Records from a collection
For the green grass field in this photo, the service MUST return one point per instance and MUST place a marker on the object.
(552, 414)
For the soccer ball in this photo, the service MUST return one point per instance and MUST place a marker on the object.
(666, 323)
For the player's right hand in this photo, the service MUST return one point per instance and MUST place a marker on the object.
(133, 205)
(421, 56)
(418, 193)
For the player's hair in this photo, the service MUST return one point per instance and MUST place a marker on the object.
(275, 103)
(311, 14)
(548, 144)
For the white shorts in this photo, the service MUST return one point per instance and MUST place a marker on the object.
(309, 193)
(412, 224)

Task statement
Give the lines of the records as a JSON list of strings, one string per line, with blank lines omitted.

Exercise response
[
  "For the green grass field in this photo, the service MUST return one point per instance and MUST place a marker on the object.",
  "(552, 414)",
  "For the soccer ball in this photo, the service MUST return one point per instance and MUST place a marker on the object.",
  "(666, 323)",
  "For the player's right hand in this photo, the service MUST return one point per instance and MUST place a marker on the object.",
  "(133, 205)",
  "(421, 56)",
  "(418, 193)",
  "For the player's hair in this photo, the service MUST return one point per instance and MUST place a marker on the object.",
  "(275, 103)",
  "(311, 14)",
  "(548, 144)",
  "For the white shorts in this photo, the service MUST return one point per instance and MUST place a marker on the object.",
  "(309, 193)",
  "(412, 224)"
]